● WORK REQUIRED
Can you reproduce the data beneath, keeping every line exact?

● ENTRIES

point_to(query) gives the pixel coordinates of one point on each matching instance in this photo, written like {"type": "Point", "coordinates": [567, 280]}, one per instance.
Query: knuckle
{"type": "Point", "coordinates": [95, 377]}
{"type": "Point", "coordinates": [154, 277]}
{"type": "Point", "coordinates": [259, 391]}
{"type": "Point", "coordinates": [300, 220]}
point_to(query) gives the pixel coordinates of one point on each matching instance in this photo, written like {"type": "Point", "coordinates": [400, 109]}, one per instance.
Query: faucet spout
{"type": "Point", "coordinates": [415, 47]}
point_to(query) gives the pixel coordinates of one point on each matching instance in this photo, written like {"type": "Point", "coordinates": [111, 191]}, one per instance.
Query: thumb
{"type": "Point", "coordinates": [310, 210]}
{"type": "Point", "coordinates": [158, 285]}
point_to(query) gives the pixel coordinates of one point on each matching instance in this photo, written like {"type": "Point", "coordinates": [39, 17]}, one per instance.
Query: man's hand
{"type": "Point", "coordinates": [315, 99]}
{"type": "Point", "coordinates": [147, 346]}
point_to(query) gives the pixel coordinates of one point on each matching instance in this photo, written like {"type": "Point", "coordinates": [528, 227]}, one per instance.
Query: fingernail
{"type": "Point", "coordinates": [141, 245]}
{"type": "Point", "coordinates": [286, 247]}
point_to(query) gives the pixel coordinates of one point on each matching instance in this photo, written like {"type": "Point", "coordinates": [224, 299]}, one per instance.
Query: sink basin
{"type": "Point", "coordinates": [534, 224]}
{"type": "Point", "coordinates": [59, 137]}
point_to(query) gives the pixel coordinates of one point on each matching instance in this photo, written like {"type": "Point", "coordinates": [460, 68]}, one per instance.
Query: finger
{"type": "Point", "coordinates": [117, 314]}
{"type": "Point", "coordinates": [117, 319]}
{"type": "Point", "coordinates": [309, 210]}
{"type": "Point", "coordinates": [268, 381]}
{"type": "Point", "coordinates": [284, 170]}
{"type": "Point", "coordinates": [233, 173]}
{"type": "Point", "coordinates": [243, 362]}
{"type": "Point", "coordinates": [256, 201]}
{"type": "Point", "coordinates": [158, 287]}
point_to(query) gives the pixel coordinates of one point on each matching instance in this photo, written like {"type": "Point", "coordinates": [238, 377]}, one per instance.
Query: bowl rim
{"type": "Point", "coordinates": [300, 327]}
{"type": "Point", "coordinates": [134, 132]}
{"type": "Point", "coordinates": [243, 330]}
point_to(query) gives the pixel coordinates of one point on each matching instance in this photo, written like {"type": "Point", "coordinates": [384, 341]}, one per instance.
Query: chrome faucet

● RESULT FOR THIS EXERCISE
point_to(query) gives the pixel coordinates of one point on each matching instance in this photo, written like {"type": "Point", "coordinates": [567, 280]}, one per instance.
Query: knuckle
{"type": "Point", "coordinates": [95, 377]}
{"type": "Point", "coordinates": [154, 277]}
{"type": "Point", "coordinates": [259, 391]}
{"type": "Point", "coordinates": [300, 220]}
point_to(query) gives the pixel coordinates of one point on each matching instance in this photo, written like {"type": "Point", "coordinates": [400, 109]}, one per instance.
Query: faucet spout
{"type": "Point", "coordinates": [415, 47]}
point_to(query) gives the pixel coordinates of one point on each matching instance in this photo, written like {"type": "Point", "coordinates": [111, 191]}, one per instance.
Query: thumb
{"type": "Point", "coordinates": [310, 210]}
{"type": "Point", "coordinates": [158, 285]}
point_to(query) gives the pixel coordinates of one point on each matching instance in this photo, written like {"type": "Point", "coordinates": [39, 17]}, one per instance.
Query: man's hand
{"type": "Point", "coordinates": [315, 99]}
{"type": "Point", "coordinates": [147, 346]}
point_to(query) gives the pixel coordinates of one point on each matching instance in this photo, written like {"type": "Point", "coordinates": [528, 227]}, one per instance.
Query: fingernail
{"type": "Point", "coordinates": [141, 245]}
{"type": "Point", "coordinates": [286, 247]}
point_to(query) gives the pixel coordinates of one point on each matching instance in this photo, written like {"type": "Point", "coordinates": [224, 299]}, one per instance.
Query: sink basin
{"type": "Point", "coordinates": [534, 224]}
{"type": "Point", "coordinates": [59, 137]}
point_to(query) gives the pixel coordinates of one point on each matching instance in this photo, written like {"type": "Point", "coordinates": [460, 68]}, one per instance.
Query: finger
{"type": "Point", "coordinates": [117, 314]}
{"type": "Point", "coordinates": [117, 319]}
{"type": "Point", "coordinates": [309, 210]}
{"type": "Point", "coordinates": [268, 381]}
{"type": "Point", "coordinates": [284, 170]}
{"type": "Point", "coordinates": [233, 173]}
{"type": "Point", "coordinates": [243, 362]}
{"type": "Point", "coordinates": [256, 201]}
{"type": "Point", "coordinates": [158, 287]}
point_to(query) gives the pixel coordinates of one point on each matching instance in this photo, written like {"type": "Point", "coordinates": [238, 377]}, one per instance.
Query: bowl rim
{"type": "Point", "coordinates": [300, 327]}
{"type": "Point", "coordinates": [134, 132]}
{"type": "Point", "coordinates": [243, 330]}
point_to(query) gives the pixel coordinates of one point on each matching instance in this photo, written like {"type": "Point", "coordinates": [384, 341]}, one per instance.
Query: chrome faucet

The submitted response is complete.